------ INPUT MATERIAL ------
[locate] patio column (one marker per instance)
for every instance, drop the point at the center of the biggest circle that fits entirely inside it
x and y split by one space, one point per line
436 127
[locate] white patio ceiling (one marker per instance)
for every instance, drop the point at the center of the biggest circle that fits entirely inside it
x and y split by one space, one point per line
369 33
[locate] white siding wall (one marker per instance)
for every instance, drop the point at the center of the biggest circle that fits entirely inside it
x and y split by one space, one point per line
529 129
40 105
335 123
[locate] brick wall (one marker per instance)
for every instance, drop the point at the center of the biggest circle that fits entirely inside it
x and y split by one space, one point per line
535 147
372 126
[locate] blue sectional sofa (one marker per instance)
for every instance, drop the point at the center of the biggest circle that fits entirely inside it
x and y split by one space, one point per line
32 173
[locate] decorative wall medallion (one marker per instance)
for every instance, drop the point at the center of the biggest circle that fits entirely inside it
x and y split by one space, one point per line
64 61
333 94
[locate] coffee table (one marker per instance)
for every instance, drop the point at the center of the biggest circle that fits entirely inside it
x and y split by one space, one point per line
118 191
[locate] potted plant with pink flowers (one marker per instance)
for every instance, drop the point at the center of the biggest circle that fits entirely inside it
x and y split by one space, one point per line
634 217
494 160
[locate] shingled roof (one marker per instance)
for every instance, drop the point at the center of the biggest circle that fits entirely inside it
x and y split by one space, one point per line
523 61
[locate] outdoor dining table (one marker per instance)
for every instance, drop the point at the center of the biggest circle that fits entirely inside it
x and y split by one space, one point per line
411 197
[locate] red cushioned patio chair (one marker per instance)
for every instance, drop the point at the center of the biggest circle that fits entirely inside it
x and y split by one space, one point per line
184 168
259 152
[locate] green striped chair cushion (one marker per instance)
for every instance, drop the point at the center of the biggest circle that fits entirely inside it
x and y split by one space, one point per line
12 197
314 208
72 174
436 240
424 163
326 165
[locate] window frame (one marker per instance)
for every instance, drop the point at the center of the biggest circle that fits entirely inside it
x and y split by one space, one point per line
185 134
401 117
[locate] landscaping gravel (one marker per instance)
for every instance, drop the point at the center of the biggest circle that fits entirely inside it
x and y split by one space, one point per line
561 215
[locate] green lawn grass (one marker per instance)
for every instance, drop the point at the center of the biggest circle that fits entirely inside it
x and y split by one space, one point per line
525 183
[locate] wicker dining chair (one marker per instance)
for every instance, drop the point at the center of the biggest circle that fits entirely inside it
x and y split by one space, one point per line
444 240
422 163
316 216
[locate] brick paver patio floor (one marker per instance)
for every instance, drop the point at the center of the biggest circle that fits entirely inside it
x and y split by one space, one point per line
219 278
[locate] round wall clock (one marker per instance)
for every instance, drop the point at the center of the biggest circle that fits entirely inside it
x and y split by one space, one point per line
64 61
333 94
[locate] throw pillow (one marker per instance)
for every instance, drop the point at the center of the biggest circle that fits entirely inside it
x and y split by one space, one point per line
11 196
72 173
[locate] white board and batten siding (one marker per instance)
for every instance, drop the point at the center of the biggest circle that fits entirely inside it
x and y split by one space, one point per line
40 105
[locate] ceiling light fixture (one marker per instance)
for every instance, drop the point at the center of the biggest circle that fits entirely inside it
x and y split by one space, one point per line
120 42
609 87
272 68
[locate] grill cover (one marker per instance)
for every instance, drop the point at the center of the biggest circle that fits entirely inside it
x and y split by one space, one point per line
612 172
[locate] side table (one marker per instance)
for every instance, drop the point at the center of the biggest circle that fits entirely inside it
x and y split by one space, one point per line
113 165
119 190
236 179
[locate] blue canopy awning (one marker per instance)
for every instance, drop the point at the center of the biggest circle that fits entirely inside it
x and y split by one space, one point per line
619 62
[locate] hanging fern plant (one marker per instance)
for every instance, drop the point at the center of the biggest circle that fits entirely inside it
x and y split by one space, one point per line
------
Each line holding the word "dining" must be pulled from the records.

[locate] outdoor dining table (one marker per instance)
[locate] wicker dining chair (one marker per instance)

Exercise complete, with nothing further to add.